===== Source excerpt

U.S. patent number 5,084,609 [Application Number 07/411,019] was granted by the patent office on 1992-01-28 for trigonometric slide rule.
Invention is credited to Gilbert F. Saber.
United States Patent |
5,084,609 |
Saber |
January 28, 1992 |
Trigonometric slide rule
Abstract
The invention relates to an improved slide rule type of
apparatus that provides visual solutions to trigonometric problems.
The invention provides a cheaper to make and easier to read
trigonometric slide rule.
Inventors: |
Saber; Gilbert F. (Chelmsford,
MA) |
Family
ID: |
23627227 |
Appl.
No.: |
07/411,019 |
Filed: |
September 22, 1989 |
Current U.S.
Class: |
235/70A;
235/89R |
Current CPC
Class: |
G06G
1/14 (20130101) |
Current International
Class: |
G06G
1/14 (20060101); G06G 1/00 (20060101); G06G
001/02 () |
Field of
Search: |
;235/69,7R,7A,78M,88M,89R |
References Cited
[Referenced By]
U.S. Patent Documents
Primary Examiner: Brown; Brian W.
Attorney, Agent or Firm: Halvonik; John P.
Claims
What is claimed is:
1. A mechanical apparatus for solving trigonometric problems
comprising:
a support member having a front surface and top and bottom edges,
said surface having indicia designating an origin point, said front
surface having a printed indicia designating a linear base scale,
said base scale starting at said origin point and being
substantially parallel to said top and bottom edges and capable of
designating predetermined unit distances from said origin point;
said front surface having indicia designating a linear angle scale
said angle scale, being nearly perpendicular to said base scale and
capable of designating an angle defined by said base scale and
another line going through said origin point;
a base height scale comprising a flat strip of substantially
transparent material having a sliding means at each end, said
sliding means capable of keeping said base scale in contact with
said support member while allowing said base height scale to slide
along said top and bottom edges of said support member, said base
height scale having indicia markings to designate predetermined
unit distances from said linear base scale, said indicia markings
being perpendicular to said linear base scale;
a linear hypotenuse scale comprising a flat strip of substantially
transparent material, said strip attached to said support member
substantially near said origin point by a pivoting means, said
pivoting means capable of allowing said linear hypotenuse scale to
slide along said support surface in a movement centered on said
origin point so as to form angles with said linear base scale, said
angles capable of being measured by said linear angle scale, said
linear hypontenuse scale having indicia to designate predetermined
unit distances from said origin point.

==========

- Set tasks
A. Count the lines in the rows below that contain the word "white", and give only that number.
B. Write what follows in the trigonometric slide rule patent above, picking up right after its final sentence.

===== Supplied entries

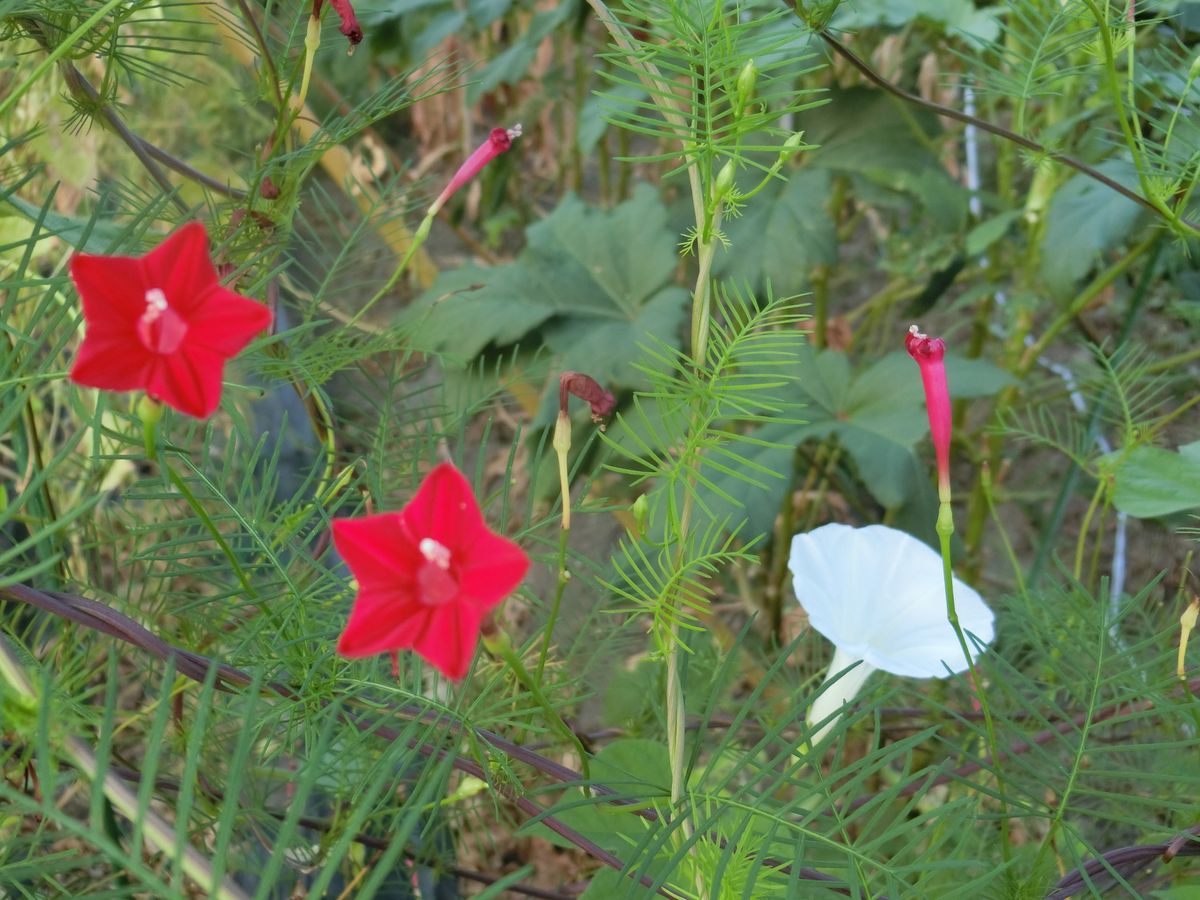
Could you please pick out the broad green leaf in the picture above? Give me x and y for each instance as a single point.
(1152, 481)
(597, 282)
(954, 16)
(1084, 220)
(785, 232)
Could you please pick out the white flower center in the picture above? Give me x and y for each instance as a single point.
(156, 304)
(436, 553)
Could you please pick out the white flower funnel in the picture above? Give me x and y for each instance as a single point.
(877, 594)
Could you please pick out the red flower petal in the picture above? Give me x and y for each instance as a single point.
(383, 621)
(111, 364)
(189, 381)
(426, 575)
(444, 509)
(113, 289)
(162, 323)
(226, 322)
(495, 568)
(377, 550)
(449, 642)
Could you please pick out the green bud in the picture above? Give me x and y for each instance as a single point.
(17, 712)
(641, 508)
(149, 411)
(819, 13)
(724, 183)
(747, 79)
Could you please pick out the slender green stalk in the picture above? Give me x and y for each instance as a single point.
(945, 532)
(1084, 528)
(423, 232)
(557, 603)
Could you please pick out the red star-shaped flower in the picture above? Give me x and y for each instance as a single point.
(162, 323)
(426, 575)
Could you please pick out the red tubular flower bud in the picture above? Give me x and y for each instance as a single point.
(349, 27)
(497, 143)
(587, 389)
(930, 353)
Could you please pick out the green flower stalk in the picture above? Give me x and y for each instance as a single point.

==========

- Responses to the tasks
A. 2

B.
2. The apparatus of claim 1 wherein said sliding means comprise the
top and bottom edges of said base height scale being curled about
itself so as to form a space between said edges and a portion of
the remainder of said scale, said space capable of fitting around
said top and bottom edges of said support member so as to secure
said base height scale to said edges of said support member.
3. The apparatus of claim 2 wherein said support member has a rear
surface, said surface having indicia designating a table of
trigonometric functions.
Description
BACKGROUND OF THE INVENTION
This invention relates generally to a slide rule-type of calculator
for solving trigonometric problems. The term "slide rule" is meant
to indicate that solutions to trigonometric problems can be found
by manipulation of the various parts of the apparatus and solutions
found by noting where on the scale in question various lines have
intersected it.
Many types of mathematical problems can be solved either
algebraically or graphically. Although algebraic techniques provide
greater flexibility in the solution of general problems, graphical
techniques offer distinct advantages in certain instances. For
example, in the field of education, graphical approaches to problem
solution are frequently more perceptable to the average student and
therefore provide a more tangible understanding of the problem
solved. Also, in certain instances, graphical solutions can be
obtained more rapidly than algebraic solutions or can be used as a
supplemental check thereof.
The usefulness of graphics is particularly significant in the
science of trigonometry wherein problems involving the right
triangle lend themselves readily to graphical solution. The angles
and sides of right triangles can be measured very quickly and with
very little effort. Consequently, various types of mechanical
computers have been proposed for use in obtaining graphical
solutions to trignometric problems. Devices of this type are
disclosed, for example, in U.S. Pat. Nos. 3,014,646 and 3,414,190.
Although generally useful for trignometric problems, these prior
devices have exhibited various drawbacks such as being relatively
costly, difficult to manipulate or interpret, etc.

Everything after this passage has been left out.